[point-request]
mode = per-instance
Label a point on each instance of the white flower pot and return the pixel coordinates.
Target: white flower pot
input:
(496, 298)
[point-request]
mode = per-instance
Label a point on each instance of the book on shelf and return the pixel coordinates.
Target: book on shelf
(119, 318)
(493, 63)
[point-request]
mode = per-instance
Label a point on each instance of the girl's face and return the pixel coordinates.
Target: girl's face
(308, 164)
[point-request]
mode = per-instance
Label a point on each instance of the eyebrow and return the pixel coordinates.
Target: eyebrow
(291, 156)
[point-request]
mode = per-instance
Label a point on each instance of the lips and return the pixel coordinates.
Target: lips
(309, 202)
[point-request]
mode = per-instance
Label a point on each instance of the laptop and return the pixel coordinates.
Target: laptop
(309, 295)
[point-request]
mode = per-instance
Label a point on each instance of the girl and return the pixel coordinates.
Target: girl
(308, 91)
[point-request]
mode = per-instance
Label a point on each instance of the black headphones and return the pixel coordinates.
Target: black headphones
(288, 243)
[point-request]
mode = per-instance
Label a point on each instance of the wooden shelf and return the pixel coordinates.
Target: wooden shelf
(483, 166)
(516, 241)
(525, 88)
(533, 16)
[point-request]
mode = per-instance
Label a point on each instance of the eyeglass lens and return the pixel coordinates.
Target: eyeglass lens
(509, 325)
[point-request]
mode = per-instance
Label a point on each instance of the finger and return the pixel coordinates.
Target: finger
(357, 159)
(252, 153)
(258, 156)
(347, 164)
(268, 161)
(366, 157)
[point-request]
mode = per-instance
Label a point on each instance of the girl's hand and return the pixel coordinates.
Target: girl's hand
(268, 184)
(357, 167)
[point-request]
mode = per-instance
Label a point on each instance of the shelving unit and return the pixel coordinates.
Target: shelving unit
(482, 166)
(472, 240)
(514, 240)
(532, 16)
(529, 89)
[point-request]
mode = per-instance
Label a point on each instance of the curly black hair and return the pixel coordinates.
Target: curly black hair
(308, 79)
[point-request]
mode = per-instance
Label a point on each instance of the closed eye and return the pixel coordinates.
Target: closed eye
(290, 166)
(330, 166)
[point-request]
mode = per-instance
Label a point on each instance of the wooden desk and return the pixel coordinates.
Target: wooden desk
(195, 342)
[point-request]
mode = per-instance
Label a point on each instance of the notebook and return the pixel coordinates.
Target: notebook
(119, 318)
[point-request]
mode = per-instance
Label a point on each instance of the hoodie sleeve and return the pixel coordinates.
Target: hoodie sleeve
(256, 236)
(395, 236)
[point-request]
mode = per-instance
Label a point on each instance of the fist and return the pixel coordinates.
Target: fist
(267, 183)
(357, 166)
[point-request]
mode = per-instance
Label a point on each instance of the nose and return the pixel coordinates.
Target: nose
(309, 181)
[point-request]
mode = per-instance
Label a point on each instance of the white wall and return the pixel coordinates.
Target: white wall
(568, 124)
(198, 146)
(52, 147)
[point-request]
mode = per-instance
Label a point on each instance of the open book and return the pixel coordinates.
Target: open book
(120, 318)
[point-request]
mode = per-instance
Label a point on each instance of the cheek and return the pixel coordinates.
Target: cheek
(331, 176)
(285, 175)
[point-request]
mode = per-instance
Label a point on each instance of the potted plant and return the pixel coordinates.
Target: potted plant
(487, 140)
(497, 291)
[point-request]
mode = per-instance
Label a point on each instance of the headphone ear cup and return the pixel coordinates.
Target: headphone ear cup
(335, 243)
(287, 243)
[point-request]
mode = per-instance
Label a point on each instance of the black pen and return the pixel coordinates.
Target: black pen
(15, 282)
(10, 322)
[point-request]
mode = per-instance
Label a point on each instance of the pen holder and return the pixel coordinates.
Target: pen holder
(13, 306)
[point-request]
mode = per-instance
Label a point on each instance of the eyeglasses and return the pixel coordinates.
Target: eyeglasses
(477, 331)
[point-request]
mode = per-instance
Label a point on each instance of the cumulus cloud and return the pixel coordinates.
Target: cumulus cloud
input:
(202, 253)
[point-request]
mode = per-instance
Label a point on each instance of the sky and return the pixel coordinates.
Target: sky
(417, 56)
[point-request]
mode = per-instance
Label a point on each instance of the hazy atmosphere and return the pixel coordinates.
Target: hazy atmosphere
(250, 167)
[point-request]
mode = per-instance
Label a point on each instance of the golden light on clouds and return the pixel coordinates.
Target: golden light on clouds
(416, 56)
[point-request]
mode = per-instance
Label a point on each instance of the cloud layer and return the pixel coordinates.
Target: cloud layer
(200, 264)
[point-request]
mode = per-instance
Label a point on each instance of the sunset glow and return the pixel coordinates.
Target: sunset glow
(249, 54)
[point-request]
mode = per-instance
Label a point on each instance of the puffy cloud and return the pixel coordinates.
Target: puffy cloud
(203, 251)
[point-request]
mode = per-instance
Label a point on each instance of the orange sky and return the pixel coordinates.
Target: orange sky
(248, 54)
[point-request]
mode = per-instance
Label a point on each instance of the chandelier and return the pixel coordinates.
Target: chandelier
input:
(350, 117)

◇ ◇ ◇ ◇

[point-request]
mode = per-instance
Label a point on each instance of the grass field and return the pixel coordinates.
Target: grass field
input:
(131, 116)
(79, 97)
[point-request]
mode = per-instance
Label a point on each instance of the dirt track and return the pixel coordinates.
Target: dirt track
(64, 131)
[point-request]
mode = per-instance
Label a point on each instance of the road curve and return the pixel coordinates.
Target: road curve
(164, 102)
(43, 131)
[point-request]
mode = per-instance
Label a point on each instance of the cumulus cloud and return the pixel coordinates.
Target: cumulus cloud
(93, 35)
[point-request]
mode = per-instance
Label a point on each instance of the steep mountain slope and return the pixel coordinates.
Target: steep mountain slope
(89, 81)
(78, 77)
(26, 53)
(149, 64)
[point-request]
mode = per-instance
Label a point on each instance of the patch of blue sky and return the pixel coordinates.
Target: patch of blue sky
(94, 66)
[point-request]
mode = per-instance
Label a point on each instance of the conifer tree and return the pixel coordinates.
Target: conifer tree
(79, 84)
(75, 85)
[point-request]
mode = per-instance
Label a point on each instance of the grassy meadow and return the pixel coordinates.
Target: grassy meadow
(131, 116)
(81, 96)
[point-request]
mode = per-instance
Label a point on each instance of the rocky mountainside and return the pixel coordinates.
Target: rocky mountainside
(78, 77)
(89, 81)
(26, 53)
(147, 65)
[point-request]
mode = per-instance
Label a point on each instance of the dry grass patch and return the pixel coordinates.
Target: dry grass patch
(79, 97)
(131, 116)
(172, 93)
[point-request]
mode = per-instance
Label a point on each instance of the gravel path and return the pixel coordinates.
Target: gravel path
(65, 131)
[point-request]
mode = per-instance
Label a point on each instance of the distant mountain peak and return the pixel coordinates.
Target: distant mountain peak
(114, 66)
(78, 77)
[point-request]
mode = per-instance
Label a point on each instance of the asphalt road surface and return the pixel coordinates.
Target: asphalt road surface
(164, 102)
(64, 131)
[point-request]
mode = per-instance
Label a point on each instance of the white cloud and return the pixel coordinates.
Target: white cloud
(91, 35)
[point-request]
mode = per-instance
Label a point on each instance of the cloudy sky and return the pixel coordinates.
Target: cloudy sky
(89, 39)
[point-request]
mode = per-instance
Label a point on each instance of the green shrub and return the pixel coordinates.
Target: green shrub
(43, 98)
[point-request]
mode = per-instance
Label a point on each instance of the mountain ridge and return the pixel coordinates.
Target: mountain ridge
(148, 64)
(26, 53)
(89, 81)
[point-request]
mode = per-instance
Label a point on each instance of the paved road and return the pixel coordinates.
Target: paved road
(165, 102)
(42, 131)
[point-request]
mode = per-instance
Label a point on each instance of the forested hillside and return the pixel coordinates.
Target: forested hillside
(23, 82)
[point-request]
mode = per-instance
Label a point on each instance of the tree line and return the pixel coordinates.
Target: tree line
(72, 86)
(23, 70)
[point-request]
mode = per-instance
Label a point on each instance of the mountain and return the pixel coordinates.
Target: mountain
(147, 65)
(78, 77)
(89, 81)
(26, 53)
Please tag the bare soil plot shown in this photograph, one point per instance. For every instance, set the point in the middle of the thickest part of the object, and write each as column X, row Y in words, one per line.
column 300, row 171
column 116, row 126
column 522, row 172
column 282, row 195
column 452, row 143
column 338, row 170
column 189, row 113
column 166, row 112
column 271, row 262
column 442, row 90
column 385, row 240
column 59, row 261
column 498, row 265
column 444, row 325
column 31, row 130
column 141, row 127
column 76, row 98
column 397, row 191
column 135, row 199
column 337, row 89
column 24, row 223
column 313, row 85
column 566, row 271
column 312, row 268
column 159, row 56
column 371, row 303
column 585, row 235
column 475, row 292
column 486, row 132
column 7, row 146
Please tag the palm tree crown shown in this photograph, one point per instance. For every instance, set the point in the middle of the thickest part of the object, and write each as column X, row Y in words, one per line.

◇ ◇ ◇ ◇

• DESCRIPTION OF THE TASK: If a line of the data contains the word "field", count it; say how many such lines there are and nothing else.

• SOLVED EXERCISE: 2